→ **Page text**:
** Begin **
Yes.  It's a fine attitude.  I can guarantee you weren't studying friendly radar parameters when you were going to have a PO check on hostile radar parameters.

Know what happens if you fail an Expres test?  You get remedial PT.  Doing running, push-ups, and sit-ups.  Once you pass the standard, you're expected to maintain that level of fitness as a minimum, but encouraged to improve on it by doing a more well-rounded fitness routine.

I suppose the PSP people have been doing Remedial PT all wrong?

You only get a limited number of weeks at BMQ.  When you have limited time, you train to beat the standard.  If you want to only have to do it once, then ensuring you can meet the minimum standard (and pushups aren't part of the standard) is wise.


----------



## SentryMAn (16 Feb 2012)

Occam said:
			
		

> Yes.  It's a fine attitude.  I can guarantee you weren't studying friendly radar parameters when you were going to have a PO check on hostile radar parameters.
> 
> Know what happens if you fail an Expres test?  You get remedial PT.  Doing running, push-ups, and sit-ups.  Once you pass the standard, you're expected to maintain that level of fitness as a minimum, but encouraged to improve on it by doing a more well-rounded fitness routine.
** End **
→ **Data section**:
** Begin **
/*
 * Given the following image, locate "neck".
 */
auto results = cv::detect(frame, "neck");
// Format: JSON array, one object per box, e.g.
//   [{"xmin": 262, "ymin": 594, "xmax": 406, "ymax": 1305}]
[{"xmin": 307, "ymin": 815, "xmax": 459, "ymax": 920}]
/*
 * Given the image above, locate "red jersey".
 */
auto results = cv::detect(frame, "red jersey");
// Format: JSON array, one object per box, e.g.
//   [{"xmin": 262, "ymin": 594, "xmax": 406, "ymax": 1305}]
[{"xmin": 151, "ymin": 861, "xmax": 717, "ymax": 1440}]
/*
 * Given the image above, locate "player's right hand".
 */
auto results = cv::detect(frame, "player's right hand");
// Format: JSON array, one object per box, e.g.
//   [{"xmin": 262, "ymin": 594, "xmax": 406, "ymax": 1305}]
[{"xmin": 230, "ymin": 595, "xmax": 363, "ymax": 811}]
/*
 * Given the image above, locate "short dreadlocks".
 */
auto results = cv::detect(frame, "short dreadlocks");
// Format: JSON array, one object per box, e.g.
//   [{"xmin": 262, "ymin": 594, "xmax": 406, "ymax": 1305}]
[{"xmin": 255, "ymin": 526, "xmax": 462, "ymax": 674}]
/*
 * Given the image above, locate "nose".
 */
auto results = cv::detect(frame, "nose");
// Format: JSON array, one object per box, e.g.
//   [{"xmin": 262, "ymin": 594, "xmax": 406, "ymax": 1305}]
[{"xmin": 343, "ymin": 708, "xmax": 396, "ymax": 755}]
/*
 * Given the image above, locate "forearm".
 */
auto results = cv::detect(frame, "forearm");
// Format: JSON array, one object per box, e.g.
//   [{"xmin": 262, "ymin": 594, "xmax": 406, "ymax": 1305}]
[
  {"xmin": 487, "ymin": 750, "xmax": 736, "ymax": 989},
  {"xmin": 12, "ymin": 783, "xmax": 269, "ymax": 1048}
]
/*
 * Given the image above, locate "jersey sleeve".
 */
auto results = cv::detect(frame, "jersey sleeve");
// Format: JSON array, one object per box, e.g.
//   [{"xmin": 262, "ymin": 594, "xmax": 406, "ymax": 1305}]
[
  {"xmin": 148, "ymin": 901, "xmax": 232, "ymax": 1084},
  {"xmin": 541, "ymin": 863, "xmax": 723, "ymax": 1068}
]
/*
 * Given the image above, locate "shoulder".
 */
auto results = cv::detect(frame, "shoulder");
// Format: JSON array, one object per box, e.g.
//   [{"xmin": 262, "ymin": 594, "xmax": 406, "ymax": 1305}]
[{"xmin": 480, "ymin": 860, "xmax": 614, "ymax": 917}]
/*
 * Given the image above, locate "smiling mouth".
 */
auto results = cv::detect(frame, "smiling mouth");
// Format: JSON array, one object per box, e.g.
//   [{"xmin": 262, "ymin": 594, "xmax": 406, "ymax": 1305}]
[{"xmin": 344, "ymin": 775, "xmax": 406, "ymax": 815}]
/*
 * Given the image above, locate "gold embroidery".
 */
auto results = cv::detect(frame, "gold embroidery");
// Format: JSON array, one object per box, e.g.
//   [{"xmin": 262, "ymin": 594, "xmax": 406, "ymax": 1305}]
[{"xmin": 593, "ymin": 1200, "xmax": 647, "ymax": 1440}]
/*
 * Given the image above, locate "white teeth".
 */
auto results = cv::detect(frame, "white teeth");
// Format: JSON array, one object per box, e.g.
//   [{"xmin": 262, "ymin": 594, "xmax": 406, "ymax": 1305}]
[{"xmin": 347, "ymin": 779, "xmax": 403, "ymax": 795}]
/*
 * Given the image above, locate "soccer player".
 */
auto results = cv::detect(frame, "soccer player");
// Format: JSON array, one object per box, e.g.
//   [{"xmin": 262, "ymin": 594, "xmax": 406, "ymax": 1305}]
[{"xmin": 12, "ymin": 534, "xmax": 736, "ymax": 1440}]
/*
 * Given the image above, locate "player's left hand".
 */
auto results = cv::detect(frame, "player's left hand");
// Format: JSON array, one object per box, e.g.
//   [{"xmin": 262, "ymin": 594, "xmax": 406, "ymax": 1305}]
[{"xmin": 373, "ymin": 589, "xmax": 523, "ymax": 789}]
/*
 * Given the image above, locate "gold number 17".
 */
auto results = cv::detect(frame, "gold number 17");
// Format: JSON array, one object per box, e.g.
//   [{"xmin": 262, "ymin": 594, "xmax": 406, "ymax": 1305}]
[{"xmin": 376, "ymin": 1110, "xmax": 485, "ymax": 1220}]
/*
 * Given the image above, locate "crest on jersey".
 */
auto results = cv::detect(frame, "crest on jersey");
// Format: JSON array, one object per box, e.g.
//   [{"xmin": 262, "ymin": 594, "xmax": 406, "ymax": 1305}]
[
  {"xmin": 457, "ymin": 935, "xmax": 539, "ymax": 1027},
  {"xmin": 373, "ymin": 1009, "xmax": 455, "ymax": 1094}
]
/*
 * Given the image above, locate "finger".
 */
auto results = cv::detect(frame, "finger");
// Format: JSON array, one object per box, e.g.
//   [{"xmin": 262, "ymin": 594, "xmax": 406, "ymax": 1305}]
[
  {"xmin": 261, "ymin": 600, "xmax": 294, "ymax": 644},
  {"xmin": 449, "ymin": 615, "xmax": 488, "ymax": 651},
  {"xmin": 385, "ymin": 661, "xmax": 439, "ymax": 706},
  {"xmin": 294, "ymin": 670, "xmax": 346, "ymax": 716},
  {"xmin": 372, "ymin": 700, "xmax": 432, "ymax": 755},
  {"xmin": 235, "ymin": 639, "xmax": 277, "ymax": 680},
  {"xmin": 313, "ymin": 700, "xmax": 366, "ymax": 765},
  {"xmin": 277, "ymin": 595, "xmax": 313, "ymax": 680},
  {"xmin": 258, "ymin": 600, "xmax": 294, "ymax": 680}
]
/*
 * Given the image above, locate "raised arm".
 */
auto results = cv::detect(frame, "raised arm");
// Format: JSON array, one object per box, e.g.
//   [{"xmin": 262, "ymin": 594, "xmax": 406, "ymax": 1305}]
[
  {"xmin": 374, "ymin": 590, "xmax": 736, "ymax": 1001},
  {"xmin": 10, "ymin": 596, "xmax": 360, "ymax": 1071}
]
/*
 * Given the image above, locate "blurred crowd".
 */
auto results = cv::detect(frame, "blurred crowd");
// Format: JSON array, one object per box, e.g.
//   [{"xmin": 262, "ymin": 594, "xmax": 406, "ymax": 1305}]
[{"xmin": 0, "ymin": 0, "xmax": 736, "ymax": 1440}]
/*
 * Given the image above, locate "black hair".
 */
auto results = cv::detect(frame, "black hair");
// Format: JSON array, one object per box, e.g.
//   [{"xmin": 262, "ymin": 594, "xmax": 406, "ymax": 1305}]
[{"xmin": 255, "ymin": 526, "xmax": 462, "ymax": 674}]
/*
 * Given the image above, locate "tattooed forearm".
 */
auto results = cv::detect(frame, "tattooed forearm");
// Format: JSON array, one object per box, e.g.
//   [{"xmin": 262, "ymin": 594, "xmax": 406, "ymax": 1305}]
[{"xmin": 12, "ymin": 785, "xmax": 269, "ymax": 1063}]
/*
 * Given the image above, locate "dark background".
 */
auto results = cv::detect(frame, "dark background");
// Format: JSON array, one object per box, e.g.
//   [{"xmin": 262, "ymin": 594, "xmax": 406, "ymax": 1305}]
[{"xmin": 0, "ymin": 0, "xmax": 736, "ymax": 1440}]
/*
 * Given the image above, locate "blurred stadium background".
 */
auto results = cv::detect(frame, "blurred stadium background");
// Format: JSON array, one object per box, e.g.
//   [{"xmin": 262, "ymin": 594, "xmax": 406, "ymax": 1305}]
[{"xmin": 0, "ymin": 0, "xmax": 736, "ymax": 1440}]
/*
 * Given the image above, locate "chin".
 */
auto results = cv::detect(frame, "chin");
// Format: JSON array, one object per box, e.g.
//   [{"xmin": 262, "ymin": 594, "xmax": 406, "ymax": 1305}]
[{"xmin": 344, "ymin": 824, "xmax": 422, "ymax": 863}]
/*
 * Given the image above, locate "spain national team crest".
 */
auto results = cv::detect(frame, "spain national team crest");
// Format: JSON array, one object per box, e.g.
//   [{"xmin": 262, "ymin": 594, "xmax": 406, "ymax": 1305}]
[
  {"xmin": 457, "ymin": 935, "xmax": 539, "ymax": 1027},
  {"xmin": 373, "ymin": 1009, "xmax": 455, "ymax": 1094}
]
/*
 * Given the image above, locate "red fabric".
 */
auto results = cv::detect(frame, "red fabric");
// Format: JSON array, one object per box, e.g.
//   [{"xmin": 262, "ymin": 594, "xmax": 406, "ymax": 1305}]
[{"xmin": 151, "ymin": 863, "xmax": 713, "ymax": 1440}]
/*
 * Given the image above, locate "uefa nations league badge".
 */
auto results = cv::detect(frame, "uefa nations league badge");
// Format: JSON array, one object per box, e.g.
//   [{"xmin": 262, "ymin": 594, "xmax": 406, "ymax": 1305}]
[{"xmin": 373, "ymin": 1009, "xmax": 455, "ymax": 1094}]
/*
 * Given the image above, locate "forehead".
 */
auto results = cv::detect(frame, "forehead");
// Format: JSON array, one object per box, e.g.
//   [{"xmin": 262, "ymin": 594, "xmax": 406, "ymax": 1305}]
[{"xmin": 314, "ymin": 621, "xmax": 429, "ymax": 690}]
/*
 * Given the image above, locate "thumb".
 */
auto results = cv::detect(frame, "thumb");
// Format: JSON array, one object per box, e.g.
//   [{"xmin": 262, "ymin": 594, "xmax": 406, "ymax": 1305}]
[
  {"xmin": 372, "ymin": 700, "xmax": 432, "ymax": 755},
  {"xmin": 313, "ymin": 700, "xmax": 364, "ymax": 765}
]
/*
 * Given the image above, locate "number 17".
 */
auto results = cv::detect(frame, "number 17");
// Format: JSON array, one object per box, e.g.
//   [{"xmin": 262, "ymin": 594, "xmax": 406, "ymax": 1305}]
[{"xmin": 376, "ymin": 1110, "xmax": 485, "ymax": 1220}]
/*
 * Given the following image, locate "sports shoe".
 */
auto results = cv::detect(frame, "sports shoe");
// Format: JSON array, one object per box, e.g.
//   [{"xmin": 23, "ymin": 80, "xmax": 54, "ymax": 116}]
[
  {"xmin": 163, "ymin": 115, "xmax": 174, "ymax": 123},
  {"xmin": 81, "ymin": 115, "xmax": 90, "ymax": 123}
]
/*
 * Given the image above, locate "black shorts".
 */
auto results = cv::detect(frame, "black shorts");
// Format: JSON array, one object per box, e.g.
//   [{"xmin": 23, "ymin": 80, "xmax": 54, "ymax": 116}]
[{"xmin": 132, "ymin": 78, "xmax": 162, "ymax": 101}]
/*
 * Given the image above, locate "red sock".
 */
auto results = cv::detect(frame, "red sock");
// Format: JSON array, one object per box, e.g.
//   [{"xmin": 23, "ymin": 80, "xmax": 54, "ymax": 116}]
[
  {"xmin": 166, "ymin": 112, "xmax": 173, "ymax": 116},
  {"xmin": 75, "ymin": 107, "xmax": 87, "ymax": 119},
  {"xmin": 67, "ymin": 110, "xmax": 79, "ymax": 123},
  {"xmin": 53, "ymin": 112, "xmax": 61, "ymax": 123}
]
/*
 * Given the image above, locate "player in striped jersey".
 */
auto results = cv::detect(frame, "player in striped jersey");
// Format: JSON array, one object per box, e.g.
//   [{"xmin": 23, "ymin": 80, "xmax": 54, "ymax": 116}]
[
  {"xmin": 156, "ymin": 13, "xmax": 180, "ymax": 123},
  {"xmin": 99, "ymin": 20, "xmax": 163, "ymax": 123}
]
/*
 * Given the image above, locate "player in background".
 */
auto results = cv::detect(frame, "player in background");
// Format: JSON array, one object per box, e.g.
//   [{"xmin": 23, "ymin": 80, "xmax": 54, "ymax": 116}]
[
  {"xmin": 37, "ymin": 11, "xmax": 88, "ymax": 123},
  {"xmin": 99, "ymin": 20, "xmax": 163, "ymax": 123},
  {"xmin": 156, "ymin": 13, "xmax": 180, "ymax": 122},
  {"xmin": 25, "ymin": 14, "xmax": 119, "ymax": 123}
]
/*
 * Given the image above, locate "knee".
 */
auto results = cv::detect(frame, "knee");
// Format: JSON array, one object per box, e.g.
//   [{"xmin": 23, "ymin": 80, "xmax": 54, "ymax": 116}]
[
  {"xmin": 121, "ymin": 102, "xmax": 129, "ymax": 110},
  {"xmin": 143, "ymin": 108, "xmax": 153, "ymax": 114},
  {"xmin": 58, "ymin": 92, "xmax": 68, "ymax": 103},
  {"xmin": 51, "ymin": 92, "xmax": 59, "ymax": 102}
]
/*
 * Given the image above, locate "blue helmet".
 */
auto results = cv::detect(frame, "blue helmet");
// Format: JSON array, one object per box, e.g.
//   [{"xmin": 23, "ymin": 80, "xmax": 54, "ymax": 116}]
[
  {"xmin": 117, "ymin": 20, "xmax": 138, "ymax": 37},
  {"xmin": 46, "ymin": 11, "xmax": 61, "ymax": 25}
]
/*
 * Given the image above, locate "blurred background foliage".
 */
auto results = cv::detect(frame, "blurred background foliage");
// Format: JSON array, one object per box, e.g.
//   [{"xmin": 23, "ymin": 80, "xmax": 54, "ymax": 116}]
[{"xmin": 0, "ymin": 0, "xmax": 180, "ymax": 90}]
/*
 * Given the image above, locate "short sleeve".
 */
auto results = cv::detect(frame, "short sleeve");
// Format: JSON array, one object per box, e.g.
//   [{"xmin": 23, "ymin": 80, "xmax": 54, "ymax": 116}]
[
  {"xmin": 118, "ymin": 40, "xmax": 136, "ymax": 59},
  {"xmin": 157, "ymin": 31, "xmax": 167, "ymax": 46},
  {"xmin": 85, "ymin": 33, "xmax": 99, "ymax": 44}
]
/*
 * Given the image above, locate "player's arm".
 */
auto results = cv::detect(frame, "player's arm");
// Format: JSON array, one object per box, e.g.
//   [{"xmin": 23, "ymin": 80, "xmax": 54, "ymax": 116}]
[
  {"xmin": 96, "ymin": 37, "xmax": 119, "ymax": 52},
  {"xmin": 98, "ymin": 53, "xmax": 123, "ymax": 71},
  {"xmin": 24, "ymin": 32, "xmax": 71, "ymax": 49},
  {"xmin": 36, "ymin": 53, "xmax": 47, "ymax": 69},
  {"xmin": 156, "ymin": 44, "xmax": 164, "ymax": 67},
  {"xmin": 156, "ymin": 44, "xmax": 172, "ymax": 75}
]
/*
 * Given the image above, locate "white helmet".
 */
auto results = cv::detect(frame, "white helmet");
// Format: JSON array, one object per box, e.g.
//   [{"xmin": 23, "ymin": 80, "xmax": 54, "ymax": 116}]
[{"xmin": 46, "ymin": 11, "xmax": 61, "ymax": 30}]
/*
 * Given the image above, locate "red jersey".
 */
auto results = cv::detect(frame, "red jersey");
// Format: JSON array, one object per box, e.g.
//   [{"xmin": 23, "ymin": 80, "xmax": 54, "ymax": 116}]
** End **
→ **Instructions to follow**: According to the forum thread, what happens to someone who fails an Expres test? The items are separate material and have nothing to do with the forum thread.

→ **Response to the task**: They get remedial PT, doing running, push-ups, and sit-ups.